Записи из набора данных с указанием точек
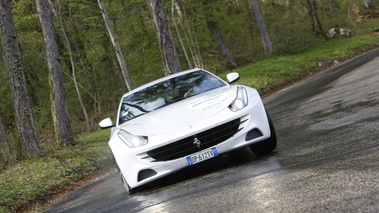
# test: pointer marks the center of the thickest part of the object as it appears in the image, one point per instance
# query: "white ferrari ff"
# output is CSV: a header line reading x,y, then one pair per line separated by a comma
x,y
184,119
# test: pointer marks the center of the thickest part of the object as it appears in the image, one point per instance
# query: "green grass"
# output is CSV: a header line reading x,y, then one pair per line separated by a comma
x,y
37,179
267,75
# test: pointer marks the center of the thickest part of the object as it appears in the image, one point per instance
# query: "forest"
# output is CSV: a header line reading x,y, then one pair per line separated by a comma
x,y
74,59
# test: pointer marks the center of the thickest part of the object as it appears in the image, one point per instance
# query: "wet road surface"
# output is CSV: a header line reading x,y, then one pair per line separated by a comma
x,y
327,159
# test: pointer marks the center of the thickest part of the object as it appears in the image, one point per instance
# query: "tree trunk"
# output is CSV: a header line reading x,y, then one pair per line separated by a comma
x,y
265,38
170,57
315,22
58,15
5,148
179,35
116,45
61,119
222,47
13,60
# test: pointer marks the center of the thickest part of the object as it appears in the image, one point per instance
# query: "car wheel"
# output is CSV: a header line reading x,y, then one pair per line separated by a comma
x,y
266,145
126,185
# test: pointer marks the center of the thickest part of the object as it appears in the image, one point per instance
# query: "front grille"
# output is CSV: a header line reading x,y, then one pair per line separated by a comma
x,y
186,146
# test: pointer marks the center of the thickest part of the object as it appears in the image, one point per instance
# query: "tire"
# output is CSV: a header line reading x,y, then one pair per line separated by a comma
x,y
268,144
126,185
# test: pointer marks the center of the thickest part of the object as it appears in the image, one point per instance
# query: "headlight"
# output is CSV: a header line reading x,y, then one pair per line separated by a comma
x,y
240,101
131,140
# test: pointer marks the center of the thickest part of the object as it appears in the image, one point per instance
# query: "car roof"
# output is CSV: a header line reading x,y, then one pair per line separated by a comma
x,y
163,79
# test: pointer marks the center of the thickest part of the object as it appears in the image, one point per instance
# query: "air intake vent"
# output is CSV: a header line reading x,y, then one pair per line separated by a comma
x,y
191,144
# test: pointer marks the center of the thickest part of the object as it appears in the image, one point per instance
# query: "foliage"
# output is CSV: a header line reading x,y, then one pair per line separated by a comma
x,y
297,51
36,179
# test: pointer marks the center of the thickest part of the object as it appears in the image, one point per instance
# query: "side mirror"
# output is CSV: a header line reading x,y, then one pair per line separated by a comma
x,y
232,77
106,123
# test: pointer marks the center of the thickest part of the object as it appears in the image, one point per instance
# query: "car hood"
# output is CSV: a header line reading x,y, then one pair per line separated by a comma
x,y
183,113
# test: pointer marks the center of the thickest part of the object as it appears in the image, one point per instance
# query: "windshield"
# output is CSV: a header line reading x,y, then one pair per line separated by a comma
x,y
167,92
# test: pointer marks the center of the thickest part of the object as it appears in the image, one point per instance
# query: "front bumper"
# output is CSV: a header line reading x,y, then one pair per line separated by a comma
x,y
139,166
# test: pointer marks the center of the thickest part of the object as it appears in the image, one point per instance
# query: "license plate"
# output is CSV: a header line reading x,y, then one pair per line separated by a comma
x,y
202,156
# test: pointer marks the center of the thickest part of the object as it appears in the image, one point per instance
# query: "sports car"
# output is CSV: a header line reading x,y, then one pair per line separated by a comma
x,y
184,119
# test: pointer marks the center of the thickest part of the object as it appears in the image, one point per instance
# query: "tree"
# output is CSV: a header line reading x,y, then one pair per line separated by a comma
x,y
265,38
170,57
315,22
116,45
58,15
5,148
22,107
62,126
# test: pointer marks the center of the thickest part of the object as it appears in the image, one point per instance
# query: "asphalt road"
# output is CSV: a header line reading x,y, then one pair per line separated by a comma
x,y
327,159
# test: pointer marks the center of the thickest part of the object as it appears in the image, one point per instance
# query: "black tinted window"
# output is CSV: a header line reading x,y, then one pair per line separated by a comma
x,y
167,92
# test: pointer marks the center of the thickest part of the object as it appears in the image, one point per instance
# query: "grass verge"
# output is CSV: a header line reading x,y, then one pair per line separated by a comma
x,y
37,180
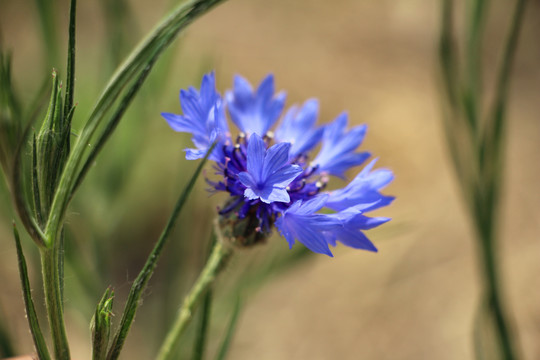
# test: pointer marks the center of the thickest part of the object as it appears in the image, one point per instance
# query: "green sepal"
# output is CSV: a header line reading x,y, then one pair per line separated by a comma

## ЗАДАНИЕ
Выберите из записей все строки, где встречается слово «road», и перепишите их. Заглавные и строчные буквы различаются.

## ИТОГОВЫЙ РЕЗУЛЬТАТ
# query: "wet road surface"
# query: "asphalt road"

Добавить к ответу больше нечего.